EXERCISE DETAILS. Please rewrite the part of the post below that opens with the words containing "I like the darker" and closes with "the same reason.", putting "Rig Library" in place of "Rig Exchange".

PAGE.
╔══

Posts by Snicir

    This is a really significant upgrade to a not new piece of guitar equipment! Happy customer.

    Recorded a quick loop with the Profiler looper, then just jammed around with some of my favorite rigs, tweaking the parameters in the Rig Manager interface. Enjoyable. Noticed when I handled the EQ that I wanted the familiar 4 knobs next to each other - seems like ear-tuning those familiar EQ parameters is more intuitive with tactile rotation than with mousing/scolling. So I just reached one hand over to the Profiler EQ and kept my eyes at the computer screen. Very intuitive.

    I like the darker theme (File -> Preferences -> Brightness="Black Hole" 8)), and it seems that the browsing aspects (which were a part of old Rig Manager) are more performant now, with less loading times.

    Thanks to those who worked on this, and to the company for prioritizing this, and also thanks to the users who keep uploading to Rig Exchange. It keeps growing with 14600+ rigs at the moment.

    EDIT: I found out about this news because someone told me about it, otherwise I mostly just use the RSS feed for the "announcements from Kemper" subforum. I'm guessing that others will be missing this announcement for the same reason.

╚══

DATA SHOWN.
╔══

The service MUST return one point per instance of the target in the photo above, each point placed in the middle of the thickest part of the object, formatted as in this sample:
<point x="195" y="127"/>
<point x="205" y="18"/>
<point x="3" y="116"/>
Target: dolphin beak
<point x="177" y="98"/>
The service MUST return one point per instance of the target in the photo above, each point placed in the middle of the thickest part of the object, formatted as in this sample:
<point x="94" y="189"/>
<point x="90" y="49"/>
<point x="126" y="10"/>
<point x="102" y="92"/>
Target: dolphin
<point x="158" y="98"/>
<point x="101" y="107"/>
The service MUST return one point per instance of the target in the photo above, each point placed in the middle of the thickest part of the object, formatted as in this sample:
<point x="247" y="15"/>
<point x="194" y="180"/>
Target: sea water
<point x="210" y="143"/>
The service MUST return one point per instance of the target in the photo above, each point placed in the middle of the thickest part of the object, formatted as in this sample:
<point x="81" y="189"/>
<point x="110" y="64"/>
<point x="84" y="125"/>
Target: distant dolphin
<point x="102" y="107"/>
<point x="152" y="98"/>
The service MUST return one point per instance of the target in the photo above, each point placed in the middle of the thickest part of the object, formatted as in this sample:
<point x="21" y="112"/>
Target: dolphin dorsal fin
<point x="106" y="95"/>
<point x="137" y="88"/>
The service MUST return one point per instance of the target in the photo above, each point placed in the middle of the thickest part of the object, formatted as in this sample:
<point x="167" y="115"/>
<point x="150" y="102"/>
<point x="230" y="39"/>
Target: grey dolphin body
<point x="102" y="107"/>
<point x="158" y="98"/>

╚══

TASK RESULT.
I like the darker theme (File -> Preferences -> Brightness="Black Hole" 8)), and it seems that the browsing aspects (which were a part of old Rig Manager) are more performant now, with less loading times.

    Thanks to those who worked on this, and to the company for prioritizing this, and also thanks to the users who keep uploading to Rig Library. It keeps growing with 14600+ rigs at the moment.

    EDIT: I found out about this news because someone told me about it, otherwise I mostly just use the RSS feed for the "announcements from Kemper" subforum. I'm guessing that others will be missing this announcement for the same reason.